*RECORDS FOR THE TASK*:
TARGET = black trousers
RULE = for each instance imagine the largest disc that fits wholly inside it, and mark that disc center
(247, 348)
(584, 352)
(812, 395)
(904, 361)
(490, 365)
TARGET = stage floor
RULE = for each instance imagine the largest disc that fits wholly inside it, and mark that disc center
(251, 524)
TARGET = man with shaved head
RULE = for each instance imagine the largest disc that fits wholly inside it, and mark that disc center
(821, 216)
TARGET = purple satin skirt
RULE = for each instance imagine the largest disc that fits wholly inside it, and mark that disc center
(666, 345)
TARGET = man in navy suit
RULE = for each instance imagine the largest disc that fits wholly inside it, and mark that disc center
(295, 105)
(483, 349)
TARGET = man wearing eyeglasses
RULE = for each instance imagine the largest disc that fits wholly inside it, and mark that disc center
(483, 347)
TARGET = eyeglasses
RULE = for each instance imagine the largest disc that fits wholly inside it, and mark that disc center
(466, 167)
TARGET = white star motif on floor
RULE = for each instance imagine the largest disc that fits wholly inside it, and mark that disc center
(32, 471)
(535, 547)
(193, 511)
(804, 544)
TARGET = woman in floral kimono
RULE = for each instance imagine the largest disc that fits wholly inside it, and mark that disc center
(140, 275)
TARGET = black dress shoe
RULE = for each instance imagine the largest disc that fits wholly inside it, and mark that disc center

*REQUIRED ACTION*: Reproduce, with both ends included, the lines from the one holding "TARGET = white star motif on floor" to the end of the records above.

*ANSWER BELOW*:
TARGET = white star motif on floor
RULE = for each instance imagine the largest disc that fits wholly inside it, and mark that disc center
(32, 471)
(535, 547)
(193, 511)
(804, 544)
TARGET = woman in floral kimono
RULE = for each instance imagine the largest disc that fits wholly inside it, and mark that disc center
(140, 275)
TARGET = black dress shoe
RULE = for each instance imagine the largest disc that fits wholly inside it, and mark that disc center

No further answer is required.